→ Brano estratto
:::::

10Non indurre il tuo prossimo a desiderare la tua vocazione

A proposito di Perfette Mamme Cattoliche.
Me ne viene in mente una che mi sta un sacco simpatica.
Ma veramente simpatica. Più volte ho chiacchierato con lei, anche privatamente. È di una gentilezza squisita. La ammiro tanto. Mi permetto di portarla ad esempio proprio perché la stimo profondamente e non ho mai avuto inimicizia nei suoi confronti.
Oltretutto, è talmente poco nota qui in Italia che sono moderatamente certa che non la conosciate.
Ma se per caso la conosceste per vie traverse, concordereste con me nel dire che la seguente descrizione è l’imparziale riassunto della sua presenza social.

Ella si è laureata nella più prestigiosa università del mondo ma si sente pienamente realizzata a fare la mamma casalinga. Ha un numero di figli decisamente superiore alla media: tutti quanti biondissimi, bellissimi (come lei), elegantissimi nei loro vestiti retrò e rigorosamente sempre appaiati con quelli del resto della famiglia. Vivono in una villa da film (letteralmente: ci hanno girato dentro un film) che è stata nido di idillio per tutta la famiglia in occasione di questa fruttuosa quarantena, durante la quale i pargoli hanno scoperto una improvvisa passione per l’acquarello producendo nature morte di incredibile dettaglio che io non riuscirei a imitare manco mettendomi di impegno.
Mi è perfettamente chiara la ragione che spinge questa donna deliziosa a raccontare la sua vita in questi toni. Ovviamente il messaggio è “è bello e sostenibile essere una famiglia numerosa; fare la mamma casalinga è totalmente appagante, non abbiate paura di esplorare questa vocazione”. E sono profondamente convinta che ci sia bisogno anche di questo tipo di testimonianze, se – come in questo caso – vengono date con equilibrio e senza ostentazione. Sennonché, penso che tutti quanti potremmo concordare sul fatto che una narrazione così idilliaca rischia davvero di far venire i patemi d’animo a chi – magari, dopo una giornata storta – si collega e si vede sparare in faccia tutte queste immagini di gioia piena.

:::::

→ Istruzioni dell'esercizio
(1) Queste affermazioni concordano con il brano? (a) La donna descritta si è laureata nella più prestigiosa università del mondo. (b) L'autrice ha avuto in passato inimicizia nei confronti di questa donna. (c) La famiglia vive in una villa in cui è stato girato un film.
(2) Riproduci dal brano la parte che inizia con "10Non indurre il" e termina con "un sacco simpatica.".

:::::

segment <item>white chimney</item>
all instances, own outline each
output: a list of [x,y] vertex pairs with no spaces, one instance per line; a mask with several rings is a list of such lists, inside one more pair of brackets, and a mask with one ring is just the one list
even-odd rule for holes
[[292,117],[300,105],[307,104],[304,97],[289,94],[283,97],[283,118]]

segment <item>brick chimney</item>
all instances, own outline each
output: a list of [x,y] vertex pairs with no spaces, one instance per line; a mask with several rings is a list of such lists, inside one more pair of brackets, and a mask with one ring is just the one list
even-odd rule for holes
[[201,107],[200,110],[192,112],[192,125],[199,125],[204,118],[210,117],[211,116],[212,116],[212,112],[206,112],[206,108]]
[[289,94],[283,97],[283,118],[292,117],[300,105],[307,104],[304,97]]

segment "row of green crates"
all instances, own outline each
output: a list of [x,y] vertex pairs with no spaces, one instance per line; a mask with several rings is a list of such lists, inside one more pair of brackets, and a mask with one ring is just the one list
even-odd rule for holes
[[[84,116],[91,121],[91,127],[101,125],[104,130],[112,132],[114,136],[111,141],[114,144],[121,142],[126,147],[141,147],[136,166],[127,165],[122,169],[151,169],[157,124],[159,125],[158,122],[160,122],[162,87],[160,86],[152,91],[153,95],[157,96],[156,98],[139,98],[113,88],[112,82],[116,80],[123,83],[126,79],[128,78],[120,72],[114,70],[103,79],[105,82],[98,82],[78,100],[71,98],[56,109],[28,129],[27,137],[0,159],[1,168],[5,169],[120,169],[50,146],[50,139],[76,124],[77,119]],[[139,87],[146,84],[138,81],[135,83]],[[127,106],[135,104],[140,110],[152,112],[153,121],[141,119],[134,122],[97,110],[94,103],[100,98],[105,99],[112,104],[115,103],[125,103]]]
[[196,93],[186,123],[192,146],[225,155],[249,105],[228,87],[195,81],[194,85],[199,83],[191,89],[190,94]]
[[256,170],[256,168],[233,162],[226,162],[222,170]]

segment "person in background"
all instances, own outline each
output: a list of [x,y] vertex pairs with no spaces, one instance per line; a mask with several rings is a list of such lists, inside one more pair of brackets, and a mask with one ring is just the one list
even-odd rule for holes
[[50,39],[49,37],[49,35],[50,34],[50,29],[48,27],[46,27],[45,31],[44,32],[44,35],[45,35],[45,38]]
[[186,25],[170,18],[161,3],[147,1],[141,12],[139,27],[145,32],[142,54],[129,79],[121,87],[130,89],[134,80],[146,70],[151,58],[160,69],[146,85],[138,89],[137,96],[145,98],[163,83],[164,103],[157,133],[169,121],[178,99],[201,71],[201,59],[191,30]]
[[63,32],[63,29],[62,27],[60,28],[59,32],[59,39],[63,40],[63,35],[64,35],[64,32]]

:::::

→ Risultati dell'esercizio
(1)
(a) Sì: "si è laureata nella più prestigiosa università del mondo".
(b) No: "non ho mai avuto inimicizia nei suoi confronti".
(c) Sì: "ci hanno girato dentro un film".

(2)
10Non indurre il tuo prossimo a desiderare la tua vocazione

A proposito di Perfette Mamme Cattoliche.
Me ne viene in mente una che mi sta un sacco simpatica.